Image point grounding data:
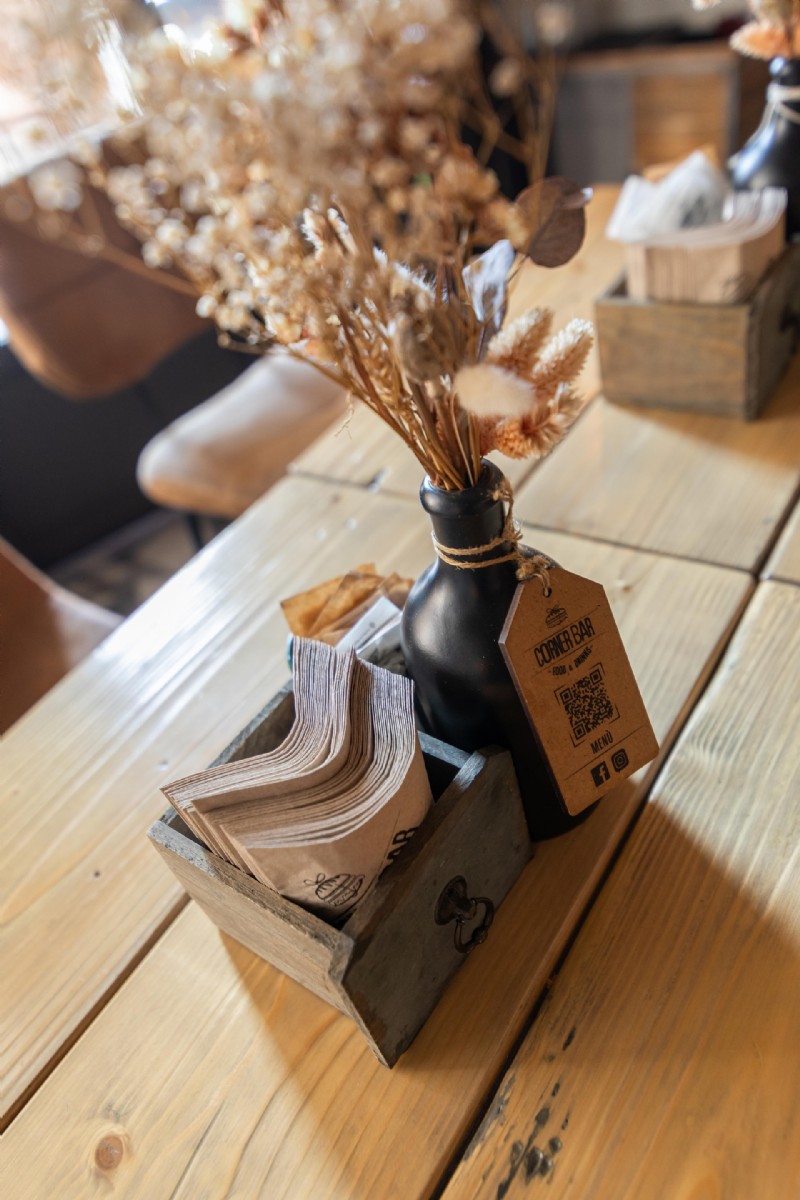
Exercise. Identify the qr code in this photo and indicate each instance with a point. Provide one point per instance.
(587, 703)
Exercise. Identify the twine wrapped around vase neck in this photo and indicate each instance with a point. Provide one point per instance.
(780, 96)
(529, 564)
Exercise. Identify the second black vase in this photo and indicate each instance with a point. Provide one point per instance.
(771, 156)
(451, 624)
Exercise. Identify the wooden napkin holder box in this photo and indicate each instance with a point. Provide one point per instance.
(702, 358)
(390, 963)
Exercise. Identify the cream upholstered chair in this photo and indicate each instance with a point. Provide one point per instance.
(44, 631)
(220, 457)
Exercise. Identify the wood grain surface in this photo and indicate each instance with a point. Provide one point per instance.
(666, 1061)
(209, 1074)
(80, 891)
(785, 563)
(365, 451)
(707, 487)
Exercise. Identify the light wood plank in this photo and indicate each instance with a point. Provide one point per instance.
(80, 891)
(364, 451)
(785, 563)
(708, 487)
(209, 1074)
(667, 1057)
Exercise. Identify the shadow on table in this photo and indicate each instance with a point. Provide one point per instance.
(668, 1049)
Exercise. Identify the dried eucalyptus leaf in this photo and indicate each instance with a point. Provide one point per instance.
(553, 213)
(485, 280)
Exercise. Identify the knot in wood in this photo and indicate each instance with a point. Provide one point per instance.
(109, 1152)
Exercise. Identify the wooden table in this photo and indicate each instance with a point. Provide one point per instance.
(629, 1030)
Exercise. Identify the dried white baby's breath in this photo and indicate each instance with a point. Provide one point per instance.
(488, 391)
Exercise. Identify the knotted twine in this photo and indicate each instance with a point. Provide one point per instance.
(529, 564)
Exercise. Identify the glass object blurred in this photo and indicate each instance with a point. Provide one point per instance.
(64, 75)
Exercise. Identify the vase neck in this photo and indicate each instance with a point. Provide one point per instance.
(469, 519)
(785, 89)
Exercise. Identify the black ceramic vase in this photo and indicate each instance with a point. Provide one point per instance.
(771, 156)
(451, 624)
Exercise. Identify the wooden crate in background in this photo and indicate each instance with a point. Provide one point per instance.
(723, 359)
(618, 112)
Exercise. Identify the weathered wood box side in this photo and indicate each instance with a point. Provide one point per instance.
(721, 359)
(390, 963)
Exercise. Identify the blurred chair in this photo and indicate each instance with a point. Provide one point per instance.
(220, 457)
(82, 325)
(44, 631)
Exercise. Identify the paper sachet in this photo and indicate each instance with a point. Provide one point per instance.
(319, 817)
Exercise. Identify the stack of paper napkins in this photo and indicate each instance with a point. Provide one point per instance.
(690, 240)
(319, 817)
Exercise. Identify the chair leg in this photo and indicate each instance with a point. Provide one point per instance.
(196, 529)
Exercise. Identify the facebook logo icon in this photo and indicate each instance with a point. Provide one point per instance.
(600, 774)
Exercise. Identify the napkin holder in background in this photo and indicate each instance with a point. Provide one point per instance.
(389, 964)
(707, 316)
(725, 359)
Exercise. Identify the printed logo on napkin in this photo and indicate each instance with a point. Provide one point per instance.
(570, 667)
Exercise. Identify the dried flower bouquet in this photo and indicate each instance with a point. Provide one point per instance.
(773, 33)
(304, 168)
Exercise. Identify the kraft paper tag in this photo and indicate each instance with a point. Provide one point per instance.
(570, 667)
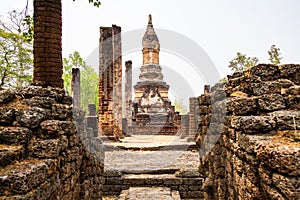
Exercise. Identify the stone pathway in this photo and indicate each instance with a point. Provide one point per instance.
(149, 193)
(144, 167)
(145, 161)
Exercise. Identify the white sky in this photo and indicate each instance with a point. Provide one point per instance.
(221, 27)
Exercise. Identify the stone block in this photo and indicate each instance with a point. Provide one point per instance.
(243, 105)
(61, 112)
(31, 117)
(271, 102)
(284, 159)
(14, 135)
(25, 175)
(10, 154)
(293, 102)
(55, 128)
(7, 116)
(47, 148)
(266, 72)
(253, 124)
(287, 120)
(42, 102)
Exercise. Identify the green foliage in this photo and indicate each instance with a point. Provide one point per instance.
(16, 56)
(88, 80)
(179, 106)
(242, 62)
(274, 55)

EXERCISE OBJECTIVE:
Give the entries above again word for word, without the pictures.

FINAL ANSWER:
Exercise. Identify the qr code in this photo and indicate each instance with a point. Provide one point per instance.
(587, 703)
Exercise. Identify the twine wrapped around vase neck in this photo and indicate each instance with a point. Provide one point per instance.
(780, 96)
(529, 564)
Exercise. Identify the second black vase in this photo and indicate each instance with a point. Provide one point per instance.
(771, 156)
(451, 624)
Exercise. Identify the wooden napkin holder box in this photo and indicate each instance with a point. Provide one point per instance.
(702, 358)
(390, 963)
Exercise. Identify the cream upholstered chair in this photo and indicate each instance with a point. Provide one point per instance.
(44, 631)
(220, 457)
Exercise. Identify the wood grain surface in this photo and indicate each instance with a point. Provide one point per instance.
(666, 1061)
(209, 1074)
(80, 891)
(785, 563)
(365, 451)
(707, 487)
Exercise. Identify the light wood plank in this photo and indicate each instance with a point. Provide one point per instance.
(80, 891)
(364, 451)
(785, 563)
(708, 487)
(209, 1074)
(667, 1057)
Exercise. Identify the shadow on table in this photo and indicate each instance with a point. Provide one point per instance.
(668, 1049)
Exercise. Identify the dried eucalyptus leaf in this photo and indicate each instance with a point. Provide one point per instance.
(553, 213)
(485, 280)
Exercise. Identify the knot in wood in this photo and indicate each instance with a point. Provide one point per instance.
(109, 1152)
Exercise. Identify the wooden table in this photo and indicate each instance with a point. Provide one point per instance.
(629, 1030)
Exercise. Identify the dried white baby's breath in this photo and indicate each instance with a point. Provide one point per instance.
(488, 391)
Exercise. Identify the knotted twine in this photo and indicate each instance with a point. Provide one point per instance.
(529, 564)
Exercise. Identify the glass object blurred in this photo and indicate each instance with a point. Provide one point per instance.
(64, 75)
Exercise. Identify the vase neck in this photo and indicate each instance with a point. Provide one point per instance.
(469, 519)
(785, 89)
Exercise. Identify the black ceramic vase in this photo and indicate each instance with a point. Provide one point per instance.
(771, 156)
(451, 624)
Exercise. Identify the wooden crate in background in this photo and indicate each instance with a point. Provide one point per instance.
(723, 359)
(618, 112)
Exercise. Identify the weathered wood box side in this photo and indicate each instance with a point. Provide one point per instance.
(721, 359)
(390, 963)
Exercise. Identify the blurred chair in this photo and indicate each instance with a point. Provide one point per instance.
(220, 457)
(82, 325)
(44, 631)
Exercise. Identify the paper sachet in this photo and indicate each instance with a point. Provide one point per instance.
(319, 817)
Exercise. Identify the stack of paper napkins in this photo and indicate each instance with a point. Provide one point per instance.
(690, 240)
(319, 817)
Exercise. Identify the chair leg in this photo and indicate each instance with a point. Provide one point per instance.
(196, 529)
Exercise. Identify the facebook logo icon in this photo and indicate each instance with a point. Provide one point per instance.
(600, 774)
Exercise. Identify the napkin holder in background in this photo and indicate each instance with a point. Provide one point per instance.
(389, 964)
(707, 316)
(725, 359)
Exercise. Identify the printed logo on napkin in this photo and indicate each instance with a point. Provide one point per instance.
(570, 667)
Exercise. Identify the dried flower bouquet in this photo and indicate each instance with a point. Provide one point per instance.
(773, 33)
(304, 168)
Exercise. Identify the kraft paper tag in this photo and indicate each instance with a point. Provide one point per instance.
(570, 667)
Exercise. Identify the stone pathway in this photo and indicate each instance with a point. Provide one point per instance.
(149, 193)
(144, 167)
(145, 161)
Exercise. Identify the white sky in this photo and indicate each instance with a point. Provide one point per instance.
(221, 27)
Exercise. Identify the stone block in this photo and indicate each instance with a point. Provide one point per instance.
(243, 105)
(61, 112)
(31, 117)
(271, 102)
(284, 159)
(14, 135)
(25, 175)
(10, 154)
(293, 102)
(55, 128)
(7, 116)
(47, 148)
(266, 72)
(253, 124)
(287, 120)
(42, 102)
Exercise. Identify the green foliage in this photo and indicate each instance with a point. Provide one point per instance.
(16, 56)
(88, 80)
(179, 106)
(242, 62)
(274, 55)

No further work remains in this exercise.